◆ **Task goal**: Quote every one of the entries below word for word, line by line, with nothing changed.

◆ **Entries from a pointing dataset**:
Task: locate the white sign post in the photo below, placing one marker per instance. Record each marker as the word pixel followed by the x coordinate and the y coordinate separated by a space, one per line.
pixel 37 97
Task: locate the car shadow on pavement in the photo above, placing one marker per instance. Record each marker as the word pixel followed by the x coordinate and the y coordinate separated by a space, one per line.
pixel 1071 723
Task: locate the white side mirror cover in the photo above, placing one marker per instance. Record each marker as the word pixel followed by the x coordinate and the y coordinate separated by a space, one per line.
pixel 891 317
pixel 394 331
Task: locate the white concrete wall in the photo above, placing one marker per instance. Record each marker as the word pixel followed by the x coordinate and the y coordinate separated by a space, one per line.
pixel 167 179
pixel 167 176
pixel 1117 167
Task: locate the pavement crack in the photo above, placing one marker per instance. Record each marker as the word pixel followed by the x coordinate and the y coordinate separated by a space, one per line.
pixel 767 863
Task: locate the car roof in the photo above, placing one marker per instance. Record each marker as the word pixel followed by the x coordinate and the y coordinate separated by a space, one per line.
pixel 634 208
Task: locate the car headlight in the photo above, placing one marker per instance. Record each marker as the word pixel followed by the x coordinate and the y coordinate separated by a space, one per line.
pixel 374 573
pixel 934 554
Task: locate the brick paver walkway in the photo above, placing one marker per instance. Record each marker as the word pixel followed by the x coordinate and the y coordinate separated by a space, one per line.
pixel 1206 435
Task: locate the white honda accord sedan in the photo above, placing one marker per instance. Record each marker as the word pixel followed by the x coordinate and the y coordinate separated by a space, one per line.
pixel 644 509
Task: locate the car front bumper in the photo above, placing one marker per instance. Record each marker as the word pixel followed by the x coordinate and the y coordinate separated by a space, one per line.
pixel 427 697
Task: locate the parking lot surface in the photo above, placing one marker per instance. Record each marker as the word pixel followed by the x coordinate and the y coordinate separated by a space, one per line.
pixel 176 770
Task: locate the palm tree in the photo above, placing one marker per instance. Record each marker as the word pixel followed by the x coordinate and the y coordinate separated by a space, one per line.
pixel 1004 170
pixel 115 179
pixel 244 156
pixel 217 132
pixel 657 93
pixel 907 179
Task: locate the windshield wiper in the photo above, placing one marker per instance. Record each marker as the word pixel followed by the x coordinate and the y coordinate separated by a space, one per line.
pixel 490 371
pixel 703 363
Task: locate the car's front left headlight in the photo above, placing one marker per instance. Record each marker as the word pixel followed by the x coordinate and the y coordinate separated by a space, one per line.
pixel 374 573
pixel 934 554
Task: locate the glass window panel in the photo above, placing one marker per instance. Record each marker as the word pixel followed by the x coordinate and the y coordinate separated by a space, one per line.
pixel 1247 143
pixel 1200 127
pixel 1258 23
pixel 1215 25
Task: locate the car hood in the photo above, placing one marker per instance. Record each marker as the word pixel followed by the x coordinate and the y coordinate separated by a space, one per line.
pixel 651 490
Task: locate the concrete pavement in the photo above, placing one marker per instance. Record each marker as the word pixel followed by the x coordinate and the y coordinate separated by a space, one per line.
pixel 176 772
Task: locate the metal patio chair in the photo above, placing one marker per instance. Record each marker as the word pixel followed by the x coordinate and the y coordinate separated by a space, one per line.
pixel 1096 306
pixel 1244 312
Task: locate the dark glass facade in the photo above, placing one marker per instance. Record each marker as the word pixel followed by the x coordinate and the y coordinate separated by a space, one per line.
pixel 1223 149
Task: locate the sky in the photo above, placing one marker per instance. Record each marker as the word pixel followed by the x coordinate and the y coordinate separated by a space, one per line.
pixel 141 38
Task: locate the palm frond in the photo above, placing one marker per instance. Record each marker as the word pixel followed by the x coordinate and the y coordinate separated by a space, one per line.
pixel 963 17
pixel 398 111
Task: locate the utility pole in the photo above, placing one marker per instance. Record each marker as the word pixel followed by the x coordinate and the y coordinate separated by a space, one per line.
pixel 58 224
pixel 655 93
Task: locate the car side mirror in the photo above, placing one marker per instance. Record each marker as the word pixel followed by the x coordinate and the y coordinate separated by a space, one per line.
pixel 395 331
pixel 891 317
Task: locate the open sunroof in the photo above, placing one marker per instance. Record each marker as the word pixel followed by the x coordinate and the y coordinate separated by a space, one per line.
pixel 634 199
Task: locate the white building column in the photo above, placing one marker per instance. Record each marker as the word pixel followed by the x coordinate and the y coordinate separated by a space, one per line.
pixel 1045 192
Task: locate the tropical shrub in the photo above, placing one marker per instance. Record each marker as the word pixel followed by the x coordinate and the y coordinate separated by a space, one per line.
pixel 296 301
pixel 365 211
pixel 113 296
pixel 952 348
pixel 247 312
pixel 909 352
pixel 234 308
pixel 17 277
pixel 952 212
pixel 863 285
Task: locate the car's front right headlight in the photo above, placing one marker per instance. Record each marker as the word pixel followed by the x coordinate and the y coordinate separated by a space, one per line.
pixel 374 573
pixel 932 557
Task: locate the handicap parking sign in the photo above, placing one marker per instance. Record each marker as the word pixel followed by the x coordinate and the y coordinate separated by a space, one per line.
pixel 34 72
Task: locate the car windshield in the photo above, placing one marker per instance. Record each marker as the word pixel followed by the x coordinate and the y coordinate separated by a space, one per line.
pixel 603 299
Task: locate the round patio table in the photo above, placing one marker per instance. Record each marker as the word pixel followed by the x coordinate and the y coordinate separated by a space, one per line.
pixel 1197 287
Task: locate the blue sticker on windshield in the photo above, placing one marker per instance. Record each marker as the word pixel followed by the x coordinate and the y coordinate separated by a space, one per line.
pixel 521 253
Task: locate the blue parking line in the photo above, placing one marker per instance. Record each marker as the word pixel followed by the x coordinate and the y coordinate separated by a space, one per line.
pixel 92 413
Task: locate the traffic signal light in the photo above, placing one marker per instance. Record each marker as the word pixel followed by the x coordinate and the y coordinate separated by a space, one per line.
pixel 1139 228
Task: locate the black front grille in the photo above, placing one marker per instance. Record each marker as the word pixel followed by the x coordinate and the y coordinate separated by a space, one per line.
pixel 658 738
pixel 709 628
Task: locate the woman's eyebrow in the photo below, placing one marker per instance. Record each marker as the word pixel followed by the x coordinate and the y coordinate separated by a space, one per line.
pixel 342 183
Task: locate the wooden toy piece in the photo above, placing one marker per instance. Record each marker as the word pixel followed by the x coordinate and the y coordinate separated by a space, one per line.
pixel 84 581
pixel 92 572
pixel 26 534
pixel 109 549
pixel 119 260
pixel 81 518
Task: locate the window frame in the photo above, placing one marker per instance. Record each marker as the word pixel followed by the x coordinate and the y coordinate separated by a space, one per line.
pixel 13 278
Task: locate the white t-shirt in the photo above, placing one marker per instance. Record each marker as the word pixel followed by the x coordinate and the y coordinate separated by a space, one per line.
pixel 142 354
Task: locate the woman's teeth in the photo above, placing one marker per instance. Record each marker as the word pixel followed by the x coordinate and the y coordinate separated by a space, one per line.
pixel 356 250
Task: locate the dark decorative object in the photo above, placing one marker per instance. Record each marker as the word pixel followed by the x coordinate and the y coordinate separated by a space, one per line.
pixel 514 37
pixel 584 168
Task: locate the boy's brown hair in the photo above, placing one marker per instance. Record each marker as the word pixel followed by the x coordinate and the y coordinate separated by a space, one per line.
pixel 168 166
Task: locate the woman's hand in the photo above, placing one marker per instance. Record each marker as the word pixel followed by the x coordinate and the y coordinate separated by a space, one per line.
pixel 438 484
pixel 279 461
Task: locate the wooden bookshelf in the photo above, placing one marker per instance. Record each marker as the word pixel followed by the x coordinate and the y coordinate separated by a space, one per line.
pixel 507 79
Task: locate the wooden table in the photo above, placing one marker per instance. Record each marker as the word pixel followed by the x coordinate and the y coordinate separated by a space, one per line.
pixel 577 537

◆ **Result**:
Task: locate the white sign post in the photo below, placing one marker per instance. Record each marker as the word pixel followed by the x coordinate and the y coordinate separated by a space, one per line.
pixel 37 97
Task: locate the car shadow on pavement in the photo above, placing one marker per instance. Record each marker as the word pixel followed by the x coordinate and the y coordinate separated by a space, one per line.
pixel 1071 723
Task: locate the white side mirror cover in the photo above, placing one marker per instance. Record each marker as the word pixel followed by the x coordinate and the y coordinate separated by a space, one per line.
pixel 891 317
pixel 394 331
Task: locate the white concrete wall in the photo above, placing one marker per instance. Record each marker as the word pixel followed by the x coordinate and the y coordinate separated by a space, one per line.
pixel 167 179
pixel 167 176
pixel 1117 167
Task: locate the pavement crack in the photo above, placing one marker per instance. Record each marker as the word pixel followed by the x coordinate and the y coordinate separated by a space, one per line.
pixel 767 863
Task: locate the car roof in the photo above, placing one marker per instance. Record each marker as the word pixel followed by the x coordinate and the y coordinate separated by a space, one per line.
pixel 634 208
Task: locate the car headlight in the photo above, placing one marker per instance. Record each marker as the word pixel followed by the x coordinate and the y coordinate separated by a space, one per line.
pixel 374 573
pixel 934 554
Task: locate the brick paver walkway in the photo above, placing one marker per instance. Record each marker as the word pixel followed by the x coordinate and the y coordinate separated by a space, one per line.
pixel 1206 435
Task: locate the white honda accord sedan in the photo above, placing one marker per instance. Record each marker as the word pixel followed by the x coordinate and the y coordinate separated by a space, one per line.
pixel 644 509
Task: locate the car front bumper in the photo above, placing one marker per instance. Record each marker as the word pixel followed by the x coordinate and the y coordinate separated by a space, one per line.
pixel 427 697
Task: locate the parking lot surface in the photo above, placing one marker per instance. Record each marker as the word pixel followed by the x coordinate and the y coordinate separated by a space, one per line.
pixel 176 770
Task: locate the palm tree in the photo above, placing one marker per instance. Record each marker as the word pixel followed by the x coordinate and the y coordinate separated by a space, one per line.
pixel 1004 170
pixel 115 179
pixel 244 156
pixel 217 132
pixel 657 93
pixel 907 179
Task: locate the windshield wiper in the photo above, placing one marker per instance. Record each marker as the word pixel followed by the x coordinate and the y coordinate separated by a space, one per line.
pixel 490 371
pixel 703 363
Task: locate the car's front left headlight in the photo above, placing one marker per instance. Record each marker as the word pixel followed by the x coordinate and the y coordinate separated by a space, one per line.
pixel 374 573
pixel 934 554
Task: locate the glass window panel in the photo above, placing one marker per instance. Record each marker as the word pixel followed by the x coordinate and the y coordinate separated by a space, one per line.
pixel 1247 143
pixel 1200 127
pixel 1258 23
pixel 1215 25
Task: locate the car hood in the photo above, placing one marker per instance. Record each marker as the word pixel followed by the x coordinate and the y coordinate separated by a space, one per line.
pixel 651 490
Task: locate the concrete pavement in the photo above, placing one marker per instance. Record each marker as the word pixel followed by the x coordinate and the y coordinate separated by a space, one per line.
pixel 176 772
Task: locate the metal patio chair in the photo above, placing one marker per instance. Record each marker as the word pixel followed by the x coordinate and the y coordinate separated by a space, one per line.
pixel 1096 306
pixel 1244 312
Task: locate the dark glass facade in the photo above, placing one marker per instance. Record each marker as the word pixel followed by the x coordinate and the y coordinate separated by a space, one per line.
pixel 1223 149
Task: locate the sky in the photo above, placing one marker per instance. Record each marker as the word pixel followed by the x coordinate and the y coordinate separated by a space, one per line.
pixel 141 38
Task: locate the palm frond in the photo above, placing one marker per instance. Record each marker as the word pixel followed by the x coordinate and the y coordinate separated by a space, one per line.
pixel 963 17
pixel 398 111
Task: locate the utility pole in the photo above, placing one marker per instance. Record each marker as the word pixel followed by the x coordinate and the y coordinate separated by a space, one per line.
pixel 58 224
pixel 655 93
Task: locate the car side mirror in the photo above, placing one marker per instance. Record each marker as the word pixel followed by the x coordinate and the y coordinate separated by a space, one per line.
pixel 395 331
pixel 891 317
Task: locate the open sunroof in the photo above, placing one marker per instance. Record each marker as the word pixel followed by the x coordinate and the y coordinate separated by a space, one per line.
pixel 634 199
Task: locate the white building column in the photo above, placing one marker per instance. Record each marker as the word pixel followed by the x coordinate and the y coordinate separated by a space, one per line.
pixel 1045 192
Task: locate the tropical shrub in the photo above, placing one marker per instance. Record each marker as the word pixel followed by the x coordinate and the y coordinate separated by a space, one per line.
pixel 296 301
pixel 365 211
pixel 113 296
pixel 952 348
pixel 247 312
pixel 909 352
pixel 234 308
pixel 17 277
pixel 952 212
pixel 863 285
Task: locate the car's front right headlight in the photo above, placing one marker per instance. Record each marker as the word pixel followed by the x coordinate and the y coordinate separated by a space, one per line.
pixel 374 573
pixel 932 557
Task: locate the handicap parking sign in the photo above, placing one marker per instance. Record each marker as the word pixel followed by the x coordinate and the y coordinate separated by a space, one per line.
pixel 34 72
Task: locate the car windshield in the photo above, placing one marker per instance. Record each marker as the word pixel followed by the x coordinate and the y coordinate separated by a space, one per line.
pixel 603 299
Task: locate the round patio table in the photo above, placing one marker per instance. Record each marker as the word pixel followed by the x coordinate and the y coordinate separated by a space, one per line.
pixel 1197 287
Task: locate the blue sticker on windshield in the photo above, placing one marker per instance. Record each marker as the word pixel followed by the x coordinate and the y coordinate separated by a space, one per line.
pixel 521 253
Task: locate the blue parking line in the photo above, placing one marker per instance. Record each marker as the word pixel followed by the x coordinate and the y coordinate separated by a space, one per line.
pixel 92 413
Task: locate the traffic signal light in the photo above, placing one marker per instance. Record each marker as the word pixel followed by the x coordinate and the y coordinate separated by a space, one per line.
pixel 1139 228
Task: locate the black front grille in the photo above, placing one marker per instance. Record each marker as the word pixel followed by the x coordinate and the y coordinate separated by a space, one per line.
pixel 658 738
pixel 709 628
Task: locate the woman's eyebrow in the photo below, placing one marker per instance. Record each marker as the word pixel followed by the x coordinate and the y coordinate separated by a space, one per line.
pixel 342 183
Task: locate the wooden toy piece in the photo above, placing one marker per instance. Record each marker as the word pixel followed by the x coordinate and the y coordinate separated by a space, one per line.
pixel 84 581
pixel 92 572
pixel 26 534
pixel 109 549
pixel 119 260
pixel 81 518
Task: locate the window frame in the photo above, placing one marker per instance. Record each marker as the word pixel followed by the x coordinate and the y coordinate separated by a space, one per line.
pixel 13 278
Task: locate the white t-shirt in the photo above, placing one marker per instance. Record each marker as the word pixel followed by the x coordinate and the y coordinate separated by a space, one per line.
pixel 142 354
Task: locate the woman's teeth in the photo above, placing one marker per instance. Record each marker as the word pixel followed by the x coordinate and the y coordinate separated by a space, one per line.
pixel 356 250
Task: locate the dark decorative object in the photo above, placing one marker per instance. Record each marker as the word pixel followed by the x coordinate and the y coordinate separated by a space, one per line.
pixel 514 37
pixel 584 168
Task: locate the boy's brown hair in the photo above, placing one marker per instance. Record each marker as the word pixel followed by the x coordinate and the y coordinate separated by a space, one per line.
pixel 168 166
Task: locate the woman's hand in the photo above, placing one marker per instance. Record each marker as the word pixel followed by the x coordinate and the y coordinate separated by a space, one per line.
pixel 438 484
pixel 279 461
Task: locate the wooden bookshelf in the photo above, placing one marker per instance. Record each marker as the word pixel followed by the x coordinate and the y coordinate separated by a space, one per line.
pixel 507 79
Task: locate the wooden table in the photo above, placing one marker per instance. Record each marker as the word pixel followed by the x coordinate and the y coordinate separated by a space, one per line.
pixel 577 537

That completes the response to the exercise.